• WRITTEN REQUEST: Please edit the rows below from the line containing "Find the orange pennant" down to the line containing "pixel 252 554", both included, replacing "orange" with "purple" and changing nothing else. Return only those lines.

• SUPPLIED DATA:
•••••

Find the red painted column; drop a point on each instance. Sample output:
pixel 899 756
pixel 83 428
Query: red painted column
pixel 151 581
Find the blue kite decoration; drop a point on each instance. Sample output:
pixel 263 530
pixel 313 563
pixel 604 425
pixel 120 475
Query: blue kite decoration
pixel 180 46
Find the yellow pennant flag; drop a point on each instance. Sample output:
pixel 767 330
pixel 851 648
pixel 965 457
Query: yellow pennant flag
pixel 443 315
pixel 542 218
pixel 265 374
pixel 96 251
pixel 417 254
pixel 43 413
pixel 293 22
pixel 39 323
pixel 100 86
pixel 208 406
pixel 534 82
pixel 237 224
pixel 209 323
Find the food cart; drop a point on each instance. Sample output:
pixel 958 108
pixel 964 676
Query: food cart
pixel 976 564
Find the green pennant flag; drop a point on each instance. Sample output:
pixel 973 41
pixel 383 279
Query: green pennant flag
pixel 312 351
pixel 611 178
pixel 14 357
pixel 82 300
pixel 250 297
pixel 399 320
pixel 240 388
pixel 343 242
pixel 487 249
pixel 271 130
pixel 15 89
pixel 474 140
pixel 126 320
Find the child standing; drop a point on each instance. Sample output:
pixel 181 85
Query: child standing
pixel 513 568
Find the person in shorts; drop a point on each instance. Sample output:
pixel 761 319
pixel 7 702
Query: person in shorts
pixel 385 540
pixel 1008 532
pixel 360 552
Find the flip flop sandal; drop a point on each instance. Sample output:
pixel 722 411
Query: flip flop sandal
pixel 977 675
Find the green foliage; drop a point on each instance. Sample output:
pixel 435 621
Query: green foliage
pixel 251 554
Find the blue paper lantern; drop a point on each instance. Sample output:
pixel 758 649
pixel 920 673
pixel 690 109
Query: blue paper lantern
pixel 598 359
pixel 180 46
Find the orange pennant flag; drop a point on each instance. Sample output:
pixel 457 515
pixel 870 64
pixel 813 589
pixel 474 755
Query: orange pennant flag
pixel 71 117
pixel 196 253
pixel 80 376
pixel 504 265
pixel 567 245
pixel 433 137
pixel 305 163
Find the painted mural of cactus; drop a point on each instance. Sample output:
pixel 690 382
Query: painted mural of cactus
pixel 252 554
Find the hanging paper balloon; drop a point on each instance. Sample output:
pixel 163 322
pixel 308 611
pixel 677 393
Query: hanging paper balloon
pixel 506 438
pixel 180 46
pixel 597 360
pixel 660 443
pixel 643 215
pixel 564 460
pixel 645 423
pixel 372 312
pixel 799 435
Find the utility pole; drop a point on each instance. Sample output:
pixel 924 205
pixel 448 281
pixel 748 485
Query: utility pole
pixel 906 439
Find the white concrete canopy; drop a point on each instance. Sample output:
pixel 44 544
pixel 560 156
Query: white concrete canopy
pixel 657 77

•••••

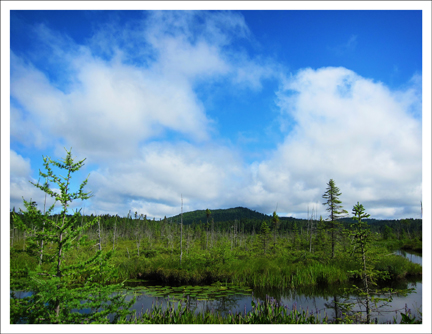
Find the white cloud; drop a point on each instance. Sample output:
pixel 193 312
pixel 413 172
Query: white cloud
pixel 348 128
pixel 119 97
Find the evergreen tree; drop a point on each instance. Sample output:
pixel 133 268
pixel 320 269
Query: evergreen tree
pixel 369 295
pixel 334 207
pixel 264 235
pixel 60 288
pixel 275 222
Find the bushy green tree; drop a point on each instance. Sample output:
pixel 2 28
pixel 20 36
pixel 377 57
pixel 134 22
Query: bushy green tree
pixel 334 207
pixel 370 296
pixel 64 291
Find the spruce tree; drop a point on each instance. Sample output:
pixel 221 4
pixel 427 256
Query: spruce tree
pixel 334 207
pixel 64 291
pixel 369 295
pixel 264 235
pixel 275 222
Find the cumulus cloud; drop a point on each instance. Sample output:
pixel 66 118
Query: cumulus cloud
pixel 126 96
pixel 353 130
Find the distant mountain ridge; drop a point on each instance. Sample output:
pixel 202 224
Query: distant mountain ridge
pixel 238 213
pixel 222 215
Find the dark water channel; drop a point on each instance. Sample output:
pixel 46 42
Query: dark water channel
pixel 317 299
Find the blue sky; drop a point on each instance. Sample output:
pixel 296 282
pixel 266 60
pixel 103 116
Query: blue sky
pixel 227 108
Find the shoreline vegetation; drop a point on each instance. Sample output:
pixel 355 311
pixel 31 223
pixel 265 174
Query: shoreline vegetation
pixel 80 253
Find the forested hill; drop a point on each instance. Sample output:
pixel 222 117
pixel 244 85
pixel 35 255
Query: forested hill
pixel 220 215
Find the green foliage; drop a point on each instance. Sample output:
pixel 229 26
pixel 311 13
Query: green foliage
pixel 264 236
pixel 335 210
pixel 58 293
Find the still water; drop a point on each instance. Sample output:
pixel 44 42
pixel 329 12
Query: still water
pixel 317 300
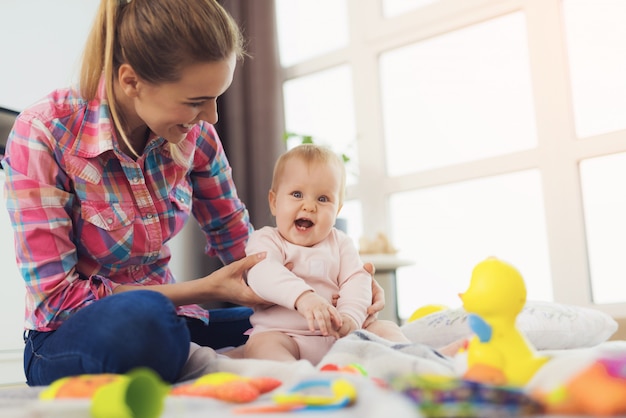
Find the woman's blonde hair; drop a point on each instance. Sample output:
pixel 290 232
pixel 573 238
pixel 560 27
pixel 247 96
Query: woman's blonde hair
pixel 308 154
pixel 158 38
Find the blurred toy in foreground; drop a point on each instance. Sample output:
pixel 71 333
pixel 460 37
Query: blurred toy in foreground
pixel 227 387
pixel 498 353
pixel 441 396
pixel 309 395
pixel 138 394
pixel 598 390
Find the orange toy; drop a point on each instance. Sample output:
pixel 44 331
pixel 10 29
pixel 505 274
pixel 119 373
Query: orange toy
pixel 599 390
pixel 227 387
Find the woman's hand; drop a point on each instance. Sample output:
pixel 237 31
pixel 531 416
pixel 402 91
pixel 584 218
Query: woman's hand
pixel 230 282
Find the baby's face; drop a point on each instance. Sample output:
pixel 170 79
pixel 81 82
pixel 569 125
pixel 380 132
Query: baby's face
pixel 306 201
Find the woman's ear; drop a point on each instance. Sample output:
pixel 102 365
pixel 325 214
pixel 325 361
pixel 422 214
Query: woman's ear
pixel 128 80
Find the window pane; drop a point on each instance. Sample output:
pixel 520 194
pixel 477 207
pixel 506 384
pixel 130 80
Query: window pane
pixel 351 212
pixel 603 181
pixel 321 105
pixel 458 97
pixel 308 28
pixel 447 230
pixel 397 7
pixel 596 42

•••••

• RESULT FOR THIS EXERCISE:
Find the purple pennant flag; drop a point on each instance. Sample output:
pixel 457 515
pixel 870 64
pixel 813 589
pixel 474 755
Query: purple pennant flag
pixel 71 117
pixel 196 253
pixel 80 376
pixel 504 265
pixel 567 245
pixel 433 137
pixel 305 163
Find the painted mural of cactus; drop a point on each instance. Sample output:
pixel 690 382
Query: painted mural of cactus
pixel 252 554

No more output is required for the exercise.